- **作業指示**:
a) 読解文を「投稿者:yukkiebeer - この投稿者のレビュー一覧を見る」を含む箇所から書き写し、「載で、一気呵成に読みました。」まで来たら止めること。その際、「著者」を「筆者」に置き換える。
b) 読解文で、著者はドイツの戦後賠償を誰に対するどのような賠償だと説明しているか。
c) ドイツを扱った本の書評を、最後の文の後から書き継ぐこと。

- **読解文**:
..............................

投稿者:yukkiebeer - この投稿者のレビュー一覧を見る
本書は「諸君!」など保守系雑誌に発表した原稿を中心にしていて、普段なら手にしない種類の書なのですが、実は私はこの著者の大ファン。今回も、著者が長年の在独生活の中で知ったドイツ戦後史、そしてEUをめぐる現代政治史の興味深い物語が満載で、一気呵成に読みました。
先の大戦についてドイツは謝罪や賠償をしたが日本はしていないという論調に対して著者は、ドイツの戦後賠償がナチス犯罪の犠牲者に対する道義的な個人賠償であって、平和条約に基づく日本の戦時賠償とは異なることを、歴史的背景をたどりながら説きます。この部分には大変教えられるところがありました。
シュレーダーとプーチンの蜜月関係によって築かれたエネルギー政策が、ドイツの原発廃止政策とロシアの原発増設計画とセットになっていて、ロシアの原発が増えることがチェルノブイリの悪夢を再び呼び起こす恐れはないのかと著者は警告します。
大統領と首相が双子であるポーランドがEU新基本条約をめぐってメルケルに敵愾心をむき出しにしたこと。そのメルケルが、ダライ・ラマの訪独に際して中国政府に対して毅然と対応したことなど、日本にいるとなかなか伝わらない(旧東ドイツ地域出身の)女性首相の人物像についても読むことができます。

..............................

- **確認用データ**:
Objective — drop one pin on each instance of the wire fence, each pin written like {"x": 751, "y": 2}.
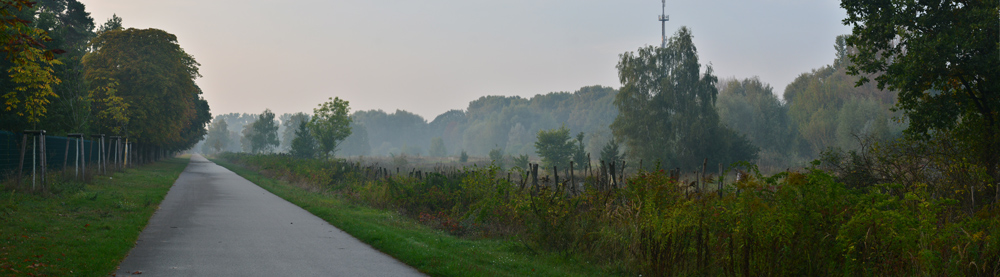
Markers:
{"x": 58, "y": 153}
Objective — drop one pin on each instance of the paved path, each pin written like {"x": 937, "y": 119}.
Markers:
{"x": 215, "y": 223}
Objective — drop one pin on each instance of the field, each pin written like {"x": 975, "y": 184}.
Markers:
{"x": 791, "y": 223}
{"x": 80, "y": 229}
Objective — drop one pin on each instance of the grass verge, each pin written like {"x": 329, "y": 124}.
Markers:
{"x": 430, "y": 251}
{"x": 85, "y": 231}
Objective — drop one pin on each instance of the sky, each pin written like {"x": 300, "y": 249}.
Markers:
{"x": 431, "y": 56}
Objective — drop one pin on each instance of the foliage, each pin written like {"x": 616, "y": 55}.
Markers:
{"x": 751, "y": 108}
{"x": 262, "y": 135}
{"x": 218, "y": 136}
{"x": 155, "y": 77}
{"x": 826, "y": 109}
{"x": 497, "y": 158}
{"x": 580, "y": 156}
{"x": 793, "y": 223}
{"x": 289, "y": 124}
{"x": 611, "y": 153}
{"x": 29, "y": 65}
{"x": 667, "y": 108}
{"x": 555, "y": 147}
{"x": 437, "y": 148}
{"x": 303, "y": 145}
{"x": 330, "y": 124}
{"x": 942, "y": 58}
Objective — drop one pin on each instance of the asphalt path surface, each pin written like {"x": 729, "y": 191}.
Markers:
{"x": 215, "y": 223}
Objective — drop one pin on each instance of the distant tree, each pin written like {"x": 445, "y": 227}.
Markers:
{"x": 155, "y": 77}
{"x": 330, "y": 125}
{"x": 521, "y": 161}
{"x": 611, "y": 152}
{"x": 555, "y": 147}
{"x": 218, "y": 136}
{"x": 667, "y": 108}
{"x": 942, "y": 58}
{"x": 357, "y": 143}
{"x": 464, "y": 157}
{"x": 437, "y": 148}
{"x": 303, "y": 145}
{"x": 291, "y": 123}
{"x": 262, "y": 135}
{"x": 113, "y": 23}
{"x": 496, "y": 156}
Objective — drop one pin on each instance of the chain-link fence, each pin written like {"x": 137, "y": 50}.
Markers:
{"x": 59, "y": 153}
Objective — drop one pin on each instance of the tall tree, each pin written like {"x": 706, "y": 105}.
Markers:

..............................

- **回答一覧**:
a)
投稿者:yukkiebeer - この投稿者のレビュー一覧を見る
本書は「諸君!」など保守系雑誌に発表した原稿を中心にしていて、普段なら手にしない種類の書なのですが、実は私はこの筆者の大ファン。今回も、筆者が長年の在独生活の中で知ったドイツ戦後史、そしてEUをめぐる現代政治史の興味深い物語が満載で、一気呵成に読みました。

b) ナチス犯罪の犠牲者に対する道義的な個人賠償である。

c)
ひとつだけ気になった点を指摘しておきます。
日本の識字率の高さを評価するくだりで、「世界広しといえども、映画館で画面と字幕スーパーを同時に見て、みんなでガハハと笑うのが当たり前という国民は、日本以外にはどこにもいない。」(239頁)とありますが、これは事実ではありません。私は中米ホンジュラスや香港の一般的な映画館で米国映画を見た経験がありますが、どちらもそれぞれスペイン語と中国語の字幕を付けて上映していて、地元の若者たちがガハハと笑っている姿を見たことがあります。
著者はドイツやヨーロッパ以外のことをあまりご存知ないようです。